*** Material for this exercise ***

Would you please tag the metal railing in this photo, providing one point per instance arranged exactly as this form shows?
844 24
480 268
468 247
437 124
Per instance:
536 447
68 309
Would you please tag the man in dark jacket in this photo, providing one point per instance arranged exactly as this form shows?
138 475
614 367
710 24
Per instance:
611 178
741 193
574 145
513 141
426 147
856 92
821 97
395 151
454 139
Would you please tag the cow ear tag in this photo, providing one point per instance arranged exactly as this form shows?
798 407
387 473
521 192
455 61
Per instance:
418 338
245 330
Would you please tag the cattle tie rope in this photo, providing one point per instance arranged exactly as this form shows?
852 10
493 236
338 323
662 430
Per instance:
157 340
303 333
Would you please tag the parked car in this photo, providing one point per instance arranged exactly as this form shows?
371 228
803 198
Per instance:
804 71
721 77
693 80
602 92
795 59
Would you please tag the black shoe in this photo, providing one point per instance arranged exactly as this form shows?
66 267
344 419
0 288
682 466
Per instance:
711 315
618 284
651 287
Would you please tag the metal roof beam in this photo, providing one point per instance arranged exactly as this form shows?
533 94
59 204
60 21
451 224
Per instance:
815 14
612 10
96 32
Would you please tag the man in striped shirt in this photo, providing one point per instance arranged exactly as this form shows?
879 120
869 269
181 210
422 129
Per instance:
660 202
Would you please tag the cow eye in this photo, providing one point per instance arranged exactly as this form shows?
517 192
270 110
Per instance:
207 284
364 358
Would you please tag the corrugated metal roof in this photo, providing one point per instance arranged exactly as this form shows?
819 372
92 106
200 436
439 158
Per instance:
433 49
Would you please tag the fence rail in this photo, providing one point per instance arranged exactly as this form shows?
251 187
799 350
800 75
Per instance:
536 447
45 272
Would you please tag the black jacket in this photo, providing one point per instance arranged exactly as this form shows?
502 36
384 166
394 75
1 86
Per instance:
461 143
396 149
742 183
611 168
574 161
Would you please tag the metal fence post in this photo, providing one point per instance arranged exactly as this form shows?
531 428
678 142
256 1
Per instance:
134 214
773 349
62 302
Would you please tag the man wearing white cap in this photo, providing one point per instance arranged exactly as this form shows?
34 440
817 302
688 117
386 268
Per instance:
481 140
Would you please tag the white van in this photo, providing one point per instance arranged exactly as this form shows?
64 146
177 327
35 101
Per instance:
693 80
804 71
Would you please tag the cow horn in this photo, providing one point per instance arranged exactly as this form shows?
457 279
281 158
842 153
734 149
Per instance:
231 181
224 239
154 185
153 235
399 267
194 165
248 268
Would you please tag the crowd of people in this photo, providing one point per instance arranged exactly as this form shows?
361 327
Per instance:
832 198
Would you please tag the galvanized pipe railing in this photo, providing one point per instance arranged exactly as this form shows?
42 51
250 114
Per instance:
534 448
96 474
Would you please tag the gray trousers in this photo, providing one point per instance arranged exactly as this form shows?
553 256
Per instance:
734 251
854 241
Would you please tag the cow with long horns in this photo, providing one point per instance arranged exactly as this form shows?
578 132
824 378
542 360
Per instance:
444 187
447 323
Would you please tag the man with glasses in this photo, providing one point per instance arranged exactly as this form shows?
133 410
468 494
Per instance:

***

Stated task: Lay out every line of the material above as a numbered list, leaving out any blank lines.

Answer for this exercise:
1. Would you please tag the metal railing in this photo, providing one point per instance arranged exactly as this form shows?
2. 844 24
3. 480 268
4. 468 247
5. 437 124
6. Per instance:
7. 536 447
8. 68 309
9. Would you please tag the man in dark jacket in this photo, providing one point per instance arranged exactly as this form shows?
10. 138 475
11. 614 367
12. 710 24
13. Per instance:
14. 611 178
15. 741 193
16. 574 145
17. 513 141
18. 426 147
19. 856 92
20. 821 97
21. 395 151
22. 454 139
23. Would you please tag the cow ear tag in this photo, providing one point per instance arranged exactly as this form shows?
24. 798 407
25. 387 473
26. 521 192
27. 455 61
28. Per instance:
29. 418 338
30. 245 330
31. Would you please tag the cattle tie rope in this photo, providing one point per instance arranged exactly as this form shows?
32. 852 10
33. 493 236
34. 338 323
35. 662 430
36. Per instance:
37. 157 340
38. 303 333
39. Would you please tag the parked car in this photo, providing one point per instance arranged exactly as this form shows?
40. 371 228
41. 803 198
42. Per instance:
43. 804 71
44. 721 77
45. 693 80
46. 602 92
47. 795 59
48. Would you please tag the black shoe in this photo, providing one point per instance arranged exactly as this form shows?
49. 66 267
50. 344 419
51. 0 288
52. 682 466
53. Per instance:
54. 711 315
55. 618 284
56. 651 287
57. Would you please tag the metal roof beam in this photo, providing one point per instance arranged exactly as this form shows?
58. 533 94
59. 59 204
60. 60 21
61. 451 224
62. Per instance:
63. 815 14
64. 612 10
65. 96 32
66. Would you please tag the man in striped shirt in this photo, providing one point per instance arranged exactly as this form shows?
67. 879 120
68. 869 269
69. 181 210
70. 422 129
71. Per instance:
72. 660 202
73. Would you please tag the cow eye in this photo, providing one point per instance arranged exactly as this form shows?
74. 517 192
75. 270 110
76. Per instance:
77. 207 284
78. 364 358
79. Would you please tag the corrugated metal roof in this photo, providing one point per instance arranged exactly as this form shows?
80. 819 372
81. 92 106
82. 200 436
83. 439 158
84. Per instance:
85. 433 49
86. Would you please tag the fence rail in this photo, providing one point per instance arranged exactly as this form shows?
87. 251 187
88. 799 350
89. 800 75
90. Per instance:
91. 536 447
92. 45 272
93. Would you please tag the black jacket in this photo, providing one point per instance arranged exactly as this form shows?
94. 502 36
95. 384 166
96. 394 75
97. 1 86
98. Per instance:
99. 461 143
100. 396 149
101. 742 183
102. 611 168
103. 574 161
104. Would you please tag the metal fence post in this photo, providing one point per instance arranged exactly as this form shows?
105. 531 428
106. 678 142
107. 256 1
108. Per instance:
109. 134 214
110. 773 349
111. 62 302
112. Would you please tag the man wearing white cap in this photo, providing one point per instance arranged exactly as this form shows?
113. 34 440
114. 817 302
115. 688 117
116. 386 268
117. Per instance:
118. 481 140
119. Would you please tag the white van in this photo, providing one point per instance arranged exactly as this form shows?
120. 64 146
121. 177 327
122. 35 101
123. Per instance:
124. 693 80
125. 804 71
126. Would you please tag the cow horn in this photo, providing one point per instance arranged exactly as this form shows?
127. 457 279
128. 281 158
129. 842 153
130. 734 149
131. Per instance:
132. 231 181
133. 224 239
134. 154 185
135. 153 235
136. 399 267
137. 194 165
138. 248 268
139. Would you please tag the crowd of people in this photo, providing one point per instance arranged exactly as this form shows?
140. 361 327
141. Per instance:
142. 832 198
143. Would you please tag the galvanized pipe railing in this photo, providing one point per instance arranged exactly as this form shows?
144. 42 51
145. 250 114
146. Per instance:
147. 534 448
148. 96 474
149. Would you please tag the gray trousers in this photo, providing one point per instance arranged exactly as this form shows?
150. 553 256
151. Per instance:
152. 734 251
153. 854 241
154. Would you please tag the cow with long horns in this photo, providing one point per instance arranged exactly as this form shows?
155. 578 132
156. 824 378
157. 542 360
158. Per instance:
159. 444 187
160. 447 323
161. Would you please tag the man with glasses in this photo, providing one point per instance arranged exactly as this form shows?
162. 133 410
163. 468 494
164. Per instance:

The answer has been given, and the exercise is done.